>> begin Exercise data

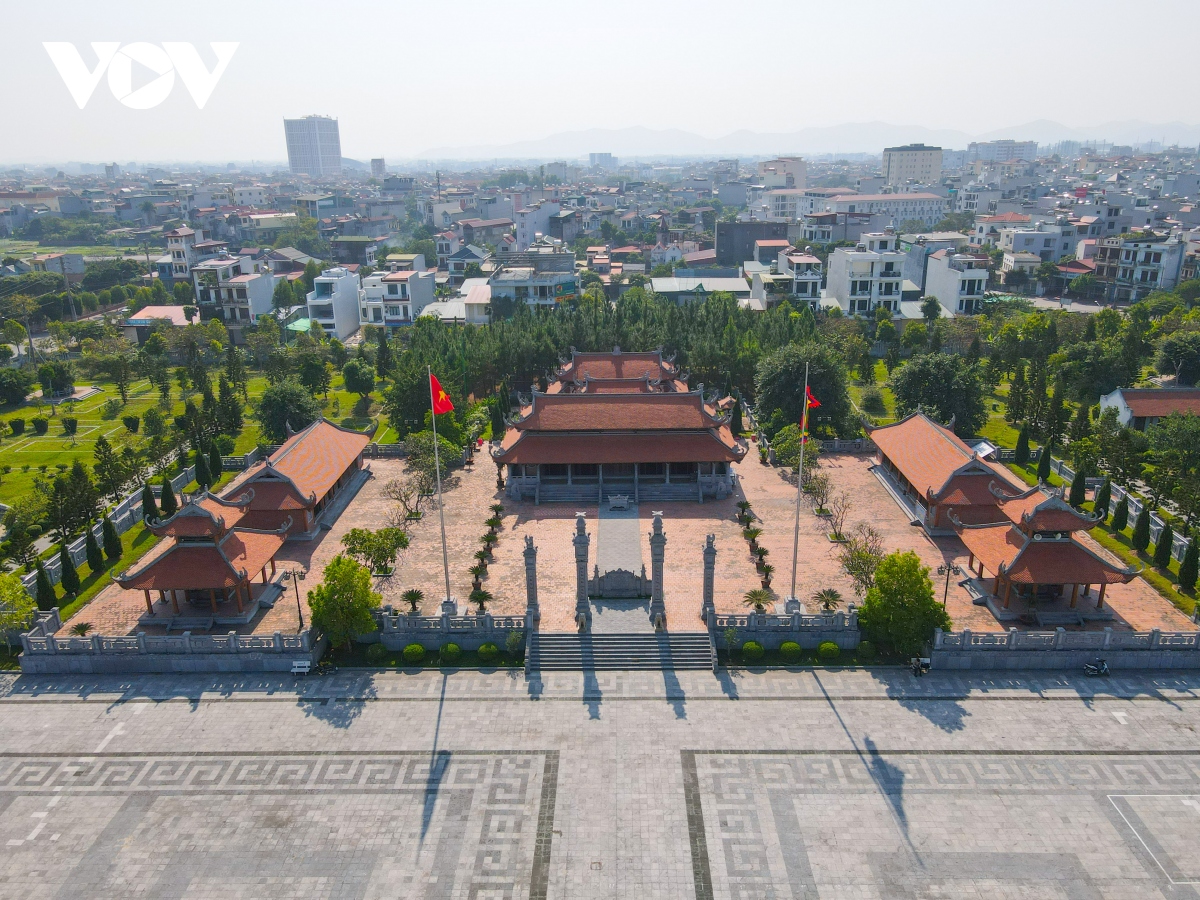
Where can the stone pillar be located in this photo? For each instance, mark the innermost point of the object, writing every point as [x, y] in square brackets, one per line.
[658, 544]
[531, 555]
[581, 540]
[708, 607]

>> end Exercise data

Please transcribe the listing above word for word, leaving out the pictures.

Where can the stone pillar be located in this photo? For each instance, mark the innermost point of the object, writing every point as [x, y] in square brackets, one per line.
[658, 544]
[531, 555]
[581, 540]
[708, 607]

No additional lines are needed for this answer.